== Work to be completed ==
Return the entries that follow exactly, with no images.

=== Begin Enclosure ===

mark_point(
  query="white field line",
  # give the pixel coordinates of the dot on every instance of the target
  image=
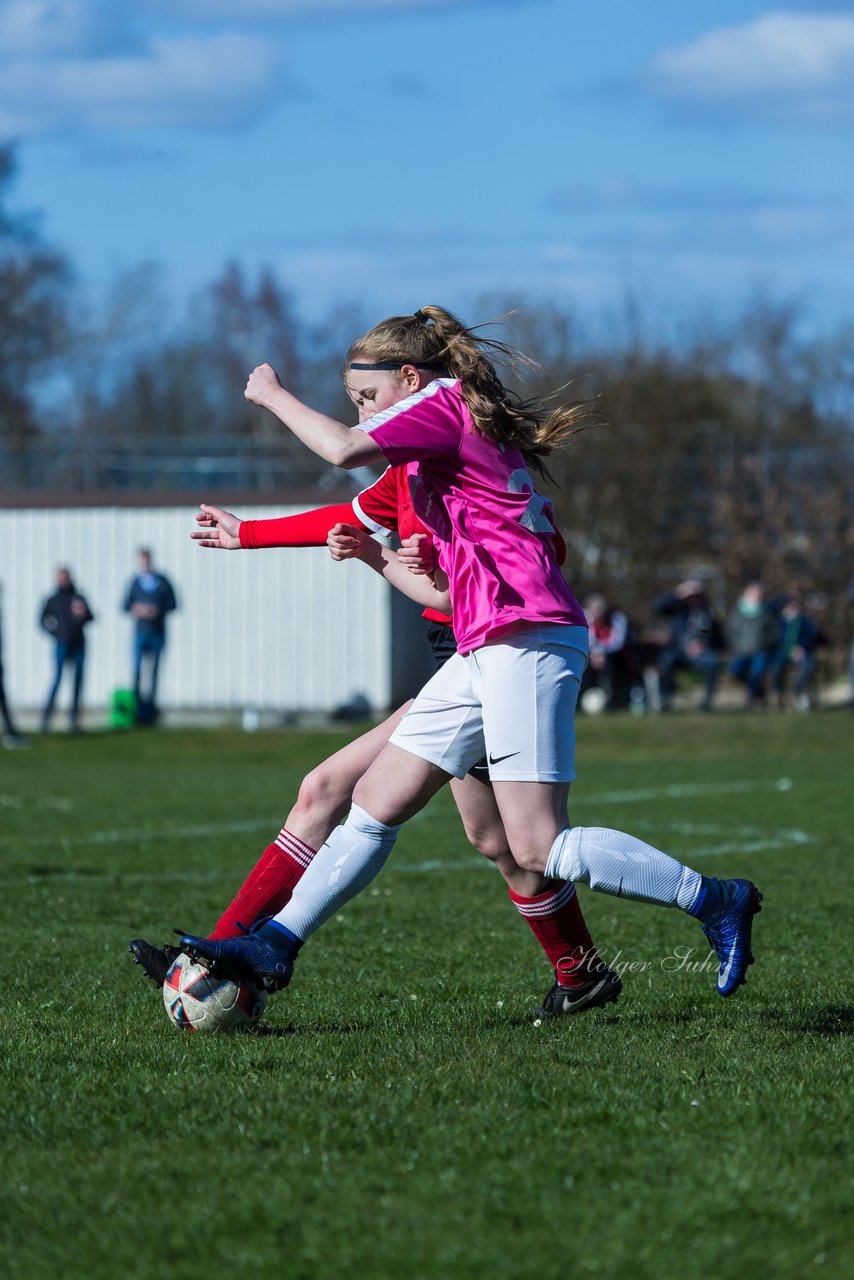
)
(743, 840)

=== End Enclosure ===

== Output ==
mark_point(
  query="white field line",
  # give the pixel coordinates of the dot on every instance of the target
  image=
)
(743, 840)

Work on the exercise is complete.